[[ Data section, beginning ]]

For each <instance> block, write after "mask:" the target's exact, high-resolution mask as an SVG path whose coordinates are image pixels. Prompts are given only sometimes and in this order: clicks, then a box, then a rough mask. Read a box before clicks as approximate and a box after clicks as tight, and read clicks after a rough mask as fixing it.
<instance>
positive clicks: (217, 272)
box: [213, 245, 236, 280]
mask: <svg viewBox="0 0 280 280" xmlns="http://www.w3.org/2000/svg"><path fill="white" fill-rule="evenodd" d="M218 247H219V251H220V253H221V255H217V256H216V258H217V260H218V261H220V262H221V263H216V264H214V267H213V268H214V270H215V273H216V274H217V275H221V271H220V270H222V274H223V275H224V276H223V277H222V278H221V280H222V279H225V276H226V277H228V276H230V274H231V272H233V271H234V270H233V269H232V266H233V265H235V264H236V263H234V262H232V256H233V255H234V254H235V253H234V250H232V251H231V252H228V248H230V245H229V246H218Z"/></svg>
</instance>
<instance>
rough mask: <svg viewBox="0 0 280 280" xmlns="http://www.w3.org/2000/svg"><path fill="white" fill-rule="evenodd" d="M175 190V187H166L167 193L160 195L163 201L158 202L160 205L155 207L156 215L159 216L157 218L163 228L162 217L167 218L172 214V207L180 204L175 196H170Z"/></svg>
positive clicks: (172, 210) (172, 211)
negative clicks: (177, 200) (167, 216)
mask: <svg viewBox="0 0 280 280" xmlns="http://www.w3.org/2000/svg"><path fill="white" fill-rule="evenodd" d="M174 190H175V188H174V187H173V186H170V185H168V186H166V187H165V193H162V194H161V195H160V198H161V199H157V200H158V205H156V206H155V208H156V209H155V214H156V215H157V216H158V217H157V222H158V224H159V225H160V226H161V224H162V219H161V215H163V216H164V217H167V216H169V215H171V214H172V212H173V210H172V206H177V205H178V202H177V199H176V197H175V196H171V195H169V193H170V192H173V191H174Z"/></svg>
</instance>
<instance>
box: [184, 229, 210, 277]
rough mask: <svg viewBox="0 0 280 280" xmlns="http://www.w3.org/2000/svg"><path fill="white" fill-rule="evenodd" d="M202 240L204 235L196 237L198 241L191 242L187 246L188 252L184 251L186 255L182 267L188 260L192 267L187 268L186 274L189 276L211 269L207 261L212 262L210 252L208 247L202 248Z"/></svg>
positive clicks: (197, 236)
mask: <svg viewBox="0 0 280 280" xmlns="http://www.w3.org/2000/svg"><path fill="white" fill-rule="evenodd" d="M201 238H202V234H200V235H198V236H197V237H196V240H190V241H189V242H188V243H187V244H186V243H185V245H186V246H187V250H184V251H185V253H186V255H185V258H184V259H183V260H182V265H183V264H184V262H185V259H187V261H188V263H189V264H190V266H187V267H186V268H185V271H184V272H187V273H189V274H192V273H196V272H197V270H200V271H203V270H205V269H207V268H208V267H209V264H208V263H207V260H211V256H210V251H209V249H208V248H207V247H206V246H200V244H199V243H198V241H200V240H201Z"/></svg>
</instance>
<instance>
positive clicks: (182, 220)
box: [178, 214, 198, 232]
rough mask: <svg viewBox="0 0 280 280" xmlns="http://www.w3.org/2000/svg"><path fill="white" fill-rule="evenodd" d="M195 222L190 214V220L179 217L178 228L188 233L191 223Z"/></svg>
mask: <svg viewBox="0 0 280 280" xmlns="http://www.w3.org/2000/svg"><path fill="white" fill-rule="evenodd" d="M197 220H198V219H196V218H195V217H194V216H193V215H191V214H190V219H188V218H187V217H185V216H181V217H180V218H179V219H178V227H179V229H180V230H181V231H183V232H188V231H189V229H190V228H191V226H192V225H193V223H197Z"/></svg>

[[ Data section, end ]]

▶ _Your assignment_:
There is a line with "box: [213, 245, 236, 280]" and a line with "box: [184, 229, 210, 277]" above. Copy exactly those two lines and all lines between them, with nothing else.

▶ _Task output_:
box: [213, 245, 236, 280]
mask: <svg viewBox="0 0 280 280" xmlns="http://www.w3.org/2000/svg"><path fill="white" fill-rule="evenodd" d="M218 247H219V251H220V253H221V255H217V256H216V258H217V260H218V261H220V262H221V263H216V264H214V267H213V268H214V270H215V273H216V274H217V275H221V271H220V270H222V274H223V275H224V276H223V277H222V278H221V280H222V279H225V276H226V277H228V276H230V274H231V272H233V271H234V270H233V269H232V266H233V265H235V264H236V263H234V262H232V256H233V255H234V254H235V253H234V250H232V251H231V252H228V248H230V245H229V246H218Z"/></svg>
</instance>
<instance>
rough mask: <svg viewBox="0 0 280 280" xmlns="http://www.w3.org/2000/svg"><path fill="white" fill-rule="evenodd" d="M175 190V187H166L167 193L160 195L163 201L158 202L160 205L155 207L156 215L159 216L157 218L163 228L162 217L167 218L172 214V207L180 204L175 196H170Z"/></svg>
positive clicks: (172, 210) (172, 211)
negative clicks: (177, 200) (167, 216)
mask: <svg viewBox="0 0 280 280" xmlns="http://www.w3.org/2000/svg"><path fill="white" fill-rule="evenodd" d="M174 190H175V188H174V187H173V186H170V185H168V186H166V187H165V193H162V194H161V195H160V198H161V199H157V200H158V205H156V206H155V208H156V209H155V214H156V215H157V216H158V217H157V222H158V224H159V225H160V226H161V224H162V219H161V215H163V216H164V217H167V216H169V215H171V214H172V212H173V210H172V206H177V205H178V202H177V199H176V197H175V196H171V195H169V193H170V192H173V191H174Z"/></svg>
</instance>
<instance>
box: [184, 229, 210, 277]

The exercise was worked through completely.